GIVEN REQUEST: Reproduce all entries verbatim, with nothing added or dropped.

EXERCISE MATERIALS:
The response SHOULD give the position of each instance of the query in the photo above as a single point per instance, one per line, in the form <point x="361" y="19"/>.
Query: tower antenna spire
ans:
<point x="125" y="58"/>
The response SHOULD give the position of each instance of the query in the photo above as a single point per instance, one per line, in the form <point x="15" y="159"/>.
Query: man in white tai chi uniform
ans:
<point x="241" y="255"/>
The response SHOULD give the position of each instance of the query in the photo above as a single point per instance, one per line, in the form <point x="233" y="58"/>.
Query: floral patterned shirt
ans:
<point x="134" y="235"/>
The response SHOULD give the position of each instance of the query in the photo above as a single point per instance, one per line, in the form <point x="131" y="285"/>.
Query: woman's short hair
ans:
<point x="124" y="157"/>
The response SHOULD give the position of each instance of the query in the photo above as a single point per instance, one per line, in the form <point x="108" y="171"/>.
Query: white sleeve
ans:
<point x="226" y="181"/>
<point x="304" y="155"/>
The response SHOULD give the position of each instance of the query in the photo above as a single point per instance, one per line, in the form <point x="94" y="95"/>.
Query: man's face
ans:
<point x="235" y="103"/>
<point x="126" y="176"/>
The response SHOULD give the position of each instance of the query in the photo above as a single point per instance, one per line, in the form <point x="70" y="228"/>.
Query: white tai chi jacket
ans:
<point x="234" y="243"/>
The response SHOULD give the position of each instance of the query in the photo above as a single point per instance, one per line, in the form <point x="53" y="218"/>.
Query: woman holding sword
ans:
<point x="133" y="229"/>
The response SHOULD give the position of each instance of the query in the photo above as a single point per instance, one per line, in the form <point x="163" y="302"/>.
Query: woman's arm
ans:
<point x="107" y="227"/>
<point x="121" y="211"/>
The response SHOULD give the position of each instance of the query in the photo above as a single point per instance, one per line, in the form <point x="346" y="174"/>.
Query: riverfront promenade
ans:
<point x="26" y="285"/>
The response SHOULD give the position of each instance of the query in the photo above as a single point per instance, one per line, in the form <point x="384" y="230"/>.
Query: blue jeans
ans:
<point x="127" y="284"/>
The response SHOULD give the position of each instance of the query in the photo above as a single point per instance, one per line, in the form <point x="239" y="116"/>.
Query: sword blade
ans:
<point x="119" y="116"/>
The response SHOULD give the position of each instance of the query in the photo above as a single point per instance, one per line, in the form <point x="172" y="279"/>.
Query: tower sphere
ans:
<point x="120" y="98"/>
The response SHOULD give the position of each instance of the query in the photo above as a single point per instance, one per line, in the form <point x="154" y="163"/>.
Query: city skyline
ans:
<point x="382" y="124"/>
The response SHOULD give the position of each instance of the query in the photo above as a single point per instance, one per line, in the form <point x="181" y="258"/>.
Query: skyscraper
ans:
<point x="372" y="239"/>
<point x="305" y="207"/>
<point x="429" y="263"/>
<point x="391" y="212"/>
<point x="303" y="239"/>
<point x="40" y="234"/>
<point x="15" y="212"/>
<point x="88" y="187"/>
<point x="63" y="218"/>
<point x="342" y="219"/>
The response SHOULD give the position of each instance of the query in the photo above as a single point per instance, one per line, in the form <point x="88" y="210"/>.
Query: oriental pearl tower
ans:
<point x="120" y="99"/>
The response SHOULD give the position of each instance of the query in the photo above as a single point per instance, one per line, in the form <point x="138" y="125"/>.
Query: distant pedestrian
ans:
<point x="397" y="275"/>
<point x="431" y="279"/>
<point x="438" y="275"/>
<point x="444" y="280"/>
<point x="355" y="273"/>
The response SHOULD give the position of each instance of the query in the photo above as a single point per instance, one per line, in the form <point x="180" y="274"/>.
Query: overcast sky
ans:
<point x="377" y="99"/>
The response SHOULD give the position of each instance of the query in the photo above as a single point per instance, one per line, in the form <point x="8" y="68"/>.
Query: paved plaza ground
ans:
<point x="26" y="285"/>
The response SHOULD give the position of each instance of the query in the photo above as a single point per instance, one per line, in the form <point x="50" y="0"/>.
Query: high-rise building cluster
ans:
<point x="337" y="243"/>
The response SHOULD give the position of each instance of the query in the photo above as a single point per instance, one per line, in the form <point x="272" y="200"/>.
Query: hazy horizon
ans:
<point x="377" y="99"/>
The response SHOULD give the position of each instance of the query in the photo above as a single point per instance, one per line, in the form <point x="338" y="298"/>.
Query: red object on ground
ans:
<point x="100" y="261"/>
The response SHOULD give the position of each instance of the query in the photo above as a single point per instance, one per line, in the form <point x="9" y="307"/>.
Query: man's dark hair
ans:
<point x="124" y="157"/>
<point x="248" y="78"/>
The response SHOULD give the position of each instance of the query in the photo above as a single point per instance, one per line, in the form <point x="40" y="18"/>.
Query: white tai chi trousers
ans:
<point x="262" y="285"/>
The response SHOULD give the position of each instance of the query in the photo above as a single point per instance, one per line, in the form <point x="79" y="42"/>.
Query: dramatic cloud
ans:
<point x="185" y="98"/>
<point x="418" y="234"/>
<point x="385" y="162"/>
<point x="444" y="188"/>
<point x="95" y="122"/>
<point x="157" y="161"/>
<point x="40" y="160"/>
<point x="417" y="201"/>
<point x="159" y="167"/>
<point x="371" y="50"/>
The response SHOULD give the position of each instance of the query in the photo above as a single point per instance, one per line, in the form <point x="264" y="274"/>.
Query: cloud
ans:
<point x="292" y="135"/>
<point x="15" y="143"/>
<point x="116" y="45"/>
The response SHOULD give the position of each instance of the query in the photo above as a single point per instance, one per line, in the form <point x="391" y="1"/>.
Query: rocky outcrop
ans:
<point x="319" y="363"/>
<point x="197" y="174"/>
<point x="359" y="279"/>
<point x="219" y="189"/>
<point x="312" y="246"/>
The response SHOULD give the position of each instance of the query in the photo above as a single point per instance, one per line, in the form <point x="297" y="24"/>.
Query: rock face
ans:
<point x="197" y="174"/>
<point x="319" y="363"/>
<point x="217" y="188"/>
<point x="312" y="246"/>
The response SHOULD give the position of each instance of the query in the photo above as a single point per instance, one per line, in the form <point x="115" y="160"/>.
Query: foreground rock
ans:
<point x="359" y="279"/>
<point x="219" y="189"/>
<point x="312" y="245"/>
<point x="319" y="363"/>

RESULT:
The response SHOULD give the position of each instance of the query in the photo above as a single point per instance, one per line, in the form <point x="361" y="19"/>.
Query: tower antenna spire
ans:
<point x="125" y="58"/>
The response SHOULD give the position of each instance of the query in the photo above as a single point per instance, one per line, in the form <point x="15" y="159"/>.
Query: man in white tai chi uniform
ans:
<point x="241" y="255"/>
The response SHOULD give the position of each instance of the query in the photo above as a single point per instance, one per line, in the form <point x="233" y="58"/>.
Query: floral patterned shirt
ans:
<point x="134" y="235"/>
The response SHOULD give the position of each instance of the query in the photo above as a single point per instance, one per line, in the form <point x="131" y="285"/>.
Query: woman's short hair
ans:
<point x="124" y="157"/>
The response SHOULD give the position of each instance of the query in the photo above as a single point per instance, one per line, in the form <point x="108" y="171"/>.
Query: white sleeve
ans:
<point x="226" y="181"/>
<point x="304" y="155"/>
The response SHOULD give the position of each instance of the query in the photo above as a single point per instance, one per line, in the form <point x="94" y="95"/>.
Query: man's face
ans:
<point x="235" y="103"/>
<point x="126" y="176"/>
The response SHOULD give the position of each instance of the query in the photo above as a single point per instance, one per line, in the form <point x="70" y="228"/>.
Query: white tai chi jacket
ans:
<point x="234" y="243"/>
The response SHOULD give the position of each instance of the query in the photo above as a single point per instance, one per line, in the form <point x="53" y="218"/>.
Query: woman holding sword
ans:
<point x="133" y="229"/>
The response SHOULD give the position of each instance of the query in the photo above as a single point per instance, one per line, in the form <point x="163" y="302"/>.
Query: woman's arm
ans:
<point x="107" y="227"/>
<point x="121" y="211"/>
The response SHOULD give the position of each instance of the query in the photo above as a single point per instance, one per line, in the form <point x="346" y="174"/>.
Query: riverfront promenade
ans:
<point x="26" y="285"/>
The response SHOULD give the position of each instance of the query in the photo above as a single point per instance, one per line, in the form <point x="384" y="230"/>.
Query: blue jeans
ans:
<point x="127" y="284"/>
The response SHOULD give the position of each instance of the query in the photo above as a single point per instance, one per line, in the form <point x="239" y="116"/>.
Query: sword blade
ans:
<point x="119" y="116"/>
The response SHOULD give the position of each instance of the query in the photo above as a single point per instance, one per line, in the form <point x="172" y="279"/>.
Query: tower sphere
ans:
<point x="120" y="98"/>
The response SHOULD give the position of each instance of the query in the photo above as a single point per instance, one per line, in the form <point x="154" y="163"/>.
Query: city skyline
ans:
<point x="382" y="124"/>
The response SHOULD give the position of each instance of the query in the photo above as a single point per instance, one per line, in the form <point x="181" y="258"/>.
Query: skyscraper
ans:
<point x="372" y="239"/>
<point x="305" y="207"/>
<point x="429" y="263"/>
<point x="391" y="212"/>
<point x="303" y="239"/>
<point x="40" y="234"/>
<point x="15" y="212"/>
<point x="88" y="187"/>
<point x="63" y="218"/>
<point x="342" y="219"/>
The response SHOULD give the position of each instance of the query in the photo above as a single point per instance, one per line, in the form <point x="88" y="210"/>.
Query: oriental pearl tower
ans:
<point x="120" y="99"/>
The response SHOULD give the position of each instance of the query in the photo above as a single point per instance, one per line, in the form <point x="138" y="125"/>.
Query: distant pedestrian
ans:
<point x="397" y="275"/>
<point x="431" y="279"/>
<point x="438" y="275"/>
<point x="444" y="280"/>
<point x="355" y="273"/>
The response SHOULD give the position of each instance of the query in the photo above as a single point per instance, one per line, in the form <point x="180" y="274"/>.
Query: overcast sky
ans:
<point x="377" y="99"/>
The response SHOULD give the position of each instance of the query in the photo above as a single point per instance, one per line, in the form <point x="8" y="68"/>.
Query: paved plaza ground
ans:
<point x="26" y="285"/>
The response SHOULD give the position of each instance of the query in the photo above as a single point per instance, one per line, in the form <point x="50" y="0"/>.
Query: high-rise building cluster
ans:
<point x="337" y="243"/>
The response SHOULD give the position of each instance of the query in the photo above as a single point per instance, one per line, in the form <point x="272" y="200"/>.
Query: hazy horizon
ans:
<point x="377" y="99"/>
The response SHOULD give the position of each instance of the query in the photo above as a single point per instance, one per line, in the form <point x="338" y="298"/>.
Query: red object on ground
ans:
<point x="100" y="261"/>
The response SHOULD give the position of each instance of the query in the photo above as a single point per instance, one per line, in the form <point x="9" y="307"/>.
Query: man's dark hair
ans:
<point x="124" y="157"/>
<point x="248" y="78"/>
The response SHOULD give the position of each instance of the query in the photo above as a single point per instance, one per line, in the form <point x="40" y="18"/>.
Query: white tai chi trousers
ans:
<point x="262" y="285"/>
The response SHOULD give the position of each instance of the query in the photo above as a single point per instance, one per line, in the form <point x="79" y="42"/>.
Query: dramatic cloud
ans:
<point x="185" y="98"/>
<point x="418" y="234"/>
<point x="385" y="162"/>
<point x="444" y="188"/>
<point x="95" y="122"/>
<point x="157" y="161"/>
<point x="40" y="160"/>
<point x="417" y="201"/>
<point x="159" y="167"/>
<point x="371" y="50"/>
The response SHOULD give the position of each instance of the query in the photo above as a single point per instance, one per line, in the form <point x="264" y="274"/>.
Query: cloud
ans:
<point x="292" y="135"/>
<point x="15" y="143"/>
<point x="116" y="45"/>
The response SHOULD give the position of each instance of the query in the photo above as a single point per instance, one per line, in the form <point x="391" y="1"/>.
Query: rocky outcrop
ans:
<point x="319" y="363"/>
<point x="197" y="174"/>
<point x="359" y="279"/>
<point x="219" y="189"/>
<point x="312" y="246"/>
The response SHOULD give the position of each instance of the query in the photo above as a single point per instance, one per line, in the form <point x="297" y="24"/>.
Query: rock face
ans:
<point x="197" y="174"/>
<point x="319" y="363"/>
<point x="217" y="188"/>
<point x="312" y="246"/>
The response SHOULD give the position of each instance of the query in the photo above as a single point per instance, one per line, in the form <point x="115" y="160"/>.
Query: foreground rock
ans:
<point x="359" y="279"/>
<point x="219" y="189"/>
<point x="312" y="245"/>
<point x="319" y="363"/>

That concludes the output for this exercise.